• _WHAT IS BEING ASKED_
For every entry below, give it back exactly and leave out any image.

• _INPUT MATERIAL_
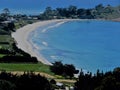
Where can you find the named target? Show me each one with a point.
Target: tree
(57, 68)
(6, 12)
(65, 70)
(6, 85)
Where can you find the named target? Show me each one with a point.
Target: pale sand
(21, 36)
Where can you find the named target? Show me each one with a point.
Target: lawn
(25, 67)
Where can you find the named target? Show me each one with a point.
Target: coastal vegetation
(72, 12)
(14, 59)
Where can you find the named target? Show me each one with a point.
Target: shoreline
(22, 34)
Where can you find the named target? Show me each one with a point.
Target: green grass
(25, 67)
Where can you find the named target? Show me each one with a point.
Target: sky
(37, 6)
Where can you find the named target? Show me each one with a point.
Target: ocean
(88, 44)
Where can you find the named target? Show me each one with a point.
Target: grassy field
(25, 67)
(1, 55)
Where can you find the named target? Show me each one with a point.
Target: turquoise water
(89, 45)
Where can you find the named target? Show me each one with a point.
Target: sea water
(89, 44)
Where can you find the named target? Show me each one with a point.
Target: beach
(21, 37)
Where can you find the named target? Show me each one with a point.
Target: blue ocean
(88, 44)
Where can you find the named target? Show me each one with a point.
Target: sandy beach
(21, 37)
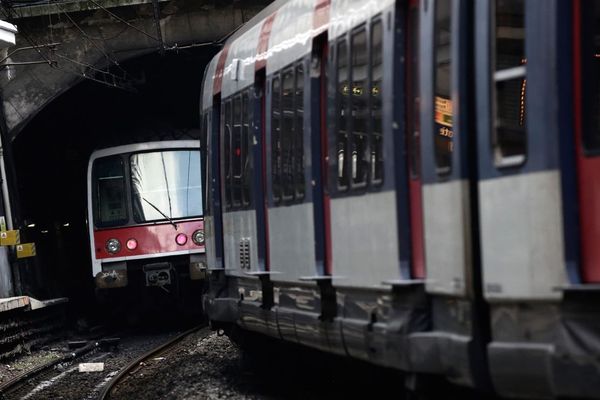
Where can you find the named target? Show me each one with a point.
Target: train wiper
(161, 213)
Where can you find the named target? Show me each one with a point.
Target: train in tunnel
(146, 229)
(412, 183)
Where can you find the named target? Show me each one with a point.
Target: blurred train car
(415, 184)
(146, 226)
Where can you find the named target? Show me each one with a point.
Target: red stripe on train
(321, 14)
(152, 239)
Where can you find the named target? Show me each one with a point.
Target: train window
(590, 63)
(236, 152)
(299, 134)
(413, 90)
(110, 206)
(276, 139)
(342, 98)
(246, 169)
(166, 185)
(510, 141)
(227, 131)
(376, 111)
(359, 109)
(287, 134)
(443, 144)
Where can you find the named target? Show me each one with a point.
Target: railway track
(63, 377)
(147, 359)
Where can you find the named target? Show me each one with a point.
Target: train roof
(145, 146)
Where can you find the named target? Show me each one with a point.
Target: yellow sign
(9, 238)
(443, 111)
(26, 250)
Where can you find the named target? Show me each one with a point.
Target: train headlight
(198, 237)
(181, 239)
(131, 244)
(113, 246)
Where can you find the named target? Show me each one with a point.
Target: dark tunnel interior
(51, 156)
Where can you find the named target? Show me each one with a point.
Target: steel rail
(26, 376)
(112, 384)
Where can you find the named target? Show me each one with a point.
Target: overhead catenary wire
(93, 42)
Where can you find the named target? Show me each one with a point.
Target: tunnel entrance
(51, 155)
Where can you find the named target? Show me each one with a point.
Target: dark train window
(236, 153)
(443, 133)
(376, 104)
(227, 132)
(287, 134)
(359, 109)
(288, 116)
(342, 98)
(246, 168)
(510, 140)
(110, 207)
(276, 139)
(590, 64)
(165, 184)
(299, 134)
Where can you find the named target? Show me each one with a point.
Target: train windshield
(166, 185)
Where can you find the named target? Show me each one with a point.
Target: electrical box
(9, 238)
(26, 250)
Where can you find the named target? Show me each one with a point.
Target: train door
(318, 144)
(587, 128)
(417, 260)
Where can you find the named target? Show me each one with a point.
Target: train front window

• _SOLUTION BELOW_
Where can you find the named target? Show me each one with a point.
Target: tree
(57, 68)
(6, 12)
(65, 70)
(6, 85)
Where can you find the named target? Show me each one with a point.
Target: pale sand
(21, 36)
Where can you find the named target? Show me each one with a point.
Target: lawn
(25, 67)
Where can you find the named target? Show me each one with a point.
Target: coastal vegetation
(72, 12)
(14, 59)
Where can you find the named target? Show me each one with a point.
Target: shoreline
(22, 34)
Where can you find the named target? Show me each one with a point.
Target: green grass
(25, 67)
Where can you find the named target? Show me each one with a point.
Target: sky
(37, 6)
Where can you find the named target? Show me each one with a point.
Target: ocean
(88, 44)
Where can you find the named target? Show me each one with a point.
Target: grassy field
(25, 67)
(1, 55)
Where can you find the named target? Show me each one with a point.
Target: turquoise water
(89, 45)
Where can you find the named target? Show me each one with a point.
Target: sea water
(89, 44)
Where can you find the named target? Show me each one with a point.
Target: beach
(21, 37)
Where can you find the named target? Show me each one with a point.
Target: blue ocean
(88, 44)
Where can you find the named target? Show me each one with a point.
Target: sandy beach
(21, 37)
Where can you find the named target? Show me each one with a point.
Target: train wiper
(161, 213)
Where can you find the named target? Show me each one with a point.
Target: train in tunnel
(146, 229)
(412, 183)
Where can you find the named target? Show me each one with a point.
Target: blurred train car
(415, 184)
(146, 226)
Where can you find the named target? Show me each one with a point.
Target: red stripe on train
(321, 14)
(152, 239)
Where can you find the named target? Show me each one with a point.
Target: train window
(590, 63)
(236, 152)
(299, 134)
(413, 90)
(110, 206)
(276, 139)
(342, 98)
(246, 169)
(166, 185)
(510, 141)
(227, 131)
(376, 111)
(359, 109)
(287, 134)
(443, 144)
Where can you find the named target? Show me each one with a point.
Target: railway track
(63, 377)
(147, 359)
Where can you find the named target? Show me each one with a point.
Target: train roof
(145, 146)
Where can you find the named target? Show me each one with a point.
Target: yellow sign
(9, 238)
(443, 111)
(26, 250)
Where can you find the named target? Show me each one with a point.
Target: train headlight
(198, 237)
(181, 239)
(131, 244)
(113, 246)
Where can you find the named target? Show me each one with a point.
Target: dark tunnel interior
(51, 156)
Where can you find the named target? Show me each one with a point.
Target: steel rail
(26, 376)
(112, 384)
Where can you find the named target? Show me each one with a point.
Target: overhead catenary wire
(93, 42)
Where can you find the named target? Show me each one with a point.
Target: tunnel entrance
(51, 155)
Where can you find the named target? Show me each one with a point.
Target: dark train window
(236, 153)
(443, 133)
(376, 104)
(227, 132)
(287, 134)
(359, 109)
(288, 116)
(342, 98)
(246, 168)
(510, 140)
(110, 207)
(276, 139)
(590, 64)
(165, 184)
(299, 134)
Where can you find the named target? Show me each one with a point.
Target: train windshield
(166, 185)
Where can you find the named target? Show me each one with a point.
Target: electrical box
(9, 238)
(26, 250)
Where can you find the named target? Show me each one with a point.
Target: train door
(318, 144)
(587, 128)
(417, 260)
Where can you find the named target? Show me each one with a point.
Target: train front window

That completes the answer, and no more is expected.